Write out the following listing in full, exactly as it reads.

——————————

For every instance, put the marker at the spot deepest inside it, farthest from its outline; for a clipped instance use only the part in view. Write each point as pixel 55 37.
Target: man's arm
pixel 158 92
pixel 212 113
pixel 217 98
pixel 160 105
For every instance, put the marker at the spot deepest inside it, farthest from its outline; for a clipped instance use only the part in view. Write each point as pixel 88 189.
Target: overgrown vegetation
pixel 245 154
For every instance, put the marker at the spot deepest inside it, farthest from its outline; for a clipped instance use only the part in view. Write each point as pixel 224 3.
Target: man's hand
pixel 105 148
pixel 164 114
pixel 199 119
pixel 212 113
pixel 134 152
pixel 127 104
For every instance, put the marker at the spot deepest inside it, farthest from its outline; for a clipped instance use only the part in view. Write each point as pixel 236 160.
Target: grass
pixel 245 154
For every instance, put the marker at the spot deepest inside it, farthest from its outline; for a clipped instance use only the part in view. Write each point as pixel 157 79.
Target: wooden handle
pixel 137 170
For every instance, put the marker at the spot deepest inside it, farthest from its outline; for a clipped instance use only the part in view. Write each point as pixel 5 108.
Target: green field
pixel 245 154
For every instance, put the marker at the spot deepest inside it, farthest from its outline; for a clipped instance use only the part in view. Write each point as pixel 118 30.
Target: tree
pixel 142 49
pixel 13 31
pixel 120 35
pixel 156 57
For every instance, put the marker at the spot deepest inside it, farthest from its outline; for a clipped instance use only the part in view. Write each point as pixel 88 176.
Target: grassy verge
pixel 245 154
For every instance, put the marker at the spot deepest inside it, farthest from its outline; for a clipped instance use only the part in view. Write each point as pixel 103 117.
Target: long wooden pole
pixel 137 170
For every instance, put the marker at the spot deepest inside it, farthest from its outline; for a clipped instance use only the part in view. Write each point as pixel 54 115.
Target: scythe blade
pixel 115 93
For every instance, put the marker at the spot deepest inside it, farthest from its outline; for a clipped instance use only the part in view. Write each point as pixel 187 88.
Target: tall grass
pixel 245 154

——————————

Result for this task:
For every instance, put the marker at the spot deepest inside it, farthest from its outline; for a clipped instance use only the part in view. Write each point as pixel 55 37.
Target: man's arm
pixel 158 92
pixel 212 113
pixel 217 98
pixel 160 105
For every instance, put the marker at the spot deepest inside it, farthest from its outline; for a clipped instance use only the part in view. Write each point as pixel 88 189.
Target: overgrown vegetation
pixel 245 154
For every instance, put the marker at the spot deepest inside it, farthest from its outline; for a clipped instance use only the part in view. Write each point as pixel 224 3.
Target: man's hand
pixel 105 148
pixel 164 114
pixel 199 119
pixel 212 113
pixel 134 152
pixel 127 104
For every instance, put the marker at the spot deepest inside it, farthest from its outline; for a clipped instance use only the part in view. Write each point as pixel 236 160.
Target: grass
pixel 245 154
For every instance, put the marker at the spot deepest inside it, farthest from its outline; for a clipped instance use only the part in view. Write each point as pixel 157 79.
Target: wooden handle
pixel 137 170
For every instance, put the marker at the spot deepest inside it, farthest from its outline; for a clipped instance use only the part in view. Write each point as pixel 5 108.
Target: green field
pixel 245 154
For every instance, put the marker at the spot deepest inside it, farthest from its outline; for a clipped instance use only the part in view. Write each point as pixel 118 30.
Target: tree
pixel 142 49
pixel 13 31
pixel 120 35
pixel 156 57
For every instance, put the marker at the spot deepest inside it, farthest from its outline; for a clipped instance use only the part in view. Write each point as pixel 88 176.
Target: grassy verge
pixel 245 154
For every instance, put the marker at the spot deepest inside it, farthest from its outline; for a clipped instance use only the part in view. Write each point as pixel 103 117.
Target: long wooden pole
pixel 137 170
For every instance, put the marker at the spot deepest inside it, farthest from its outline; for a clipped instance use only the part in view. Write each point as pixel 54 115.
Target: scythe blade
pixel 115 93
For every instance, put the marker at the spot deepest inside it, farthest from its outline; for a clipped instance use only the part in view. Write each point as pixel 187 88.
Target: tall grass
pixel 245 154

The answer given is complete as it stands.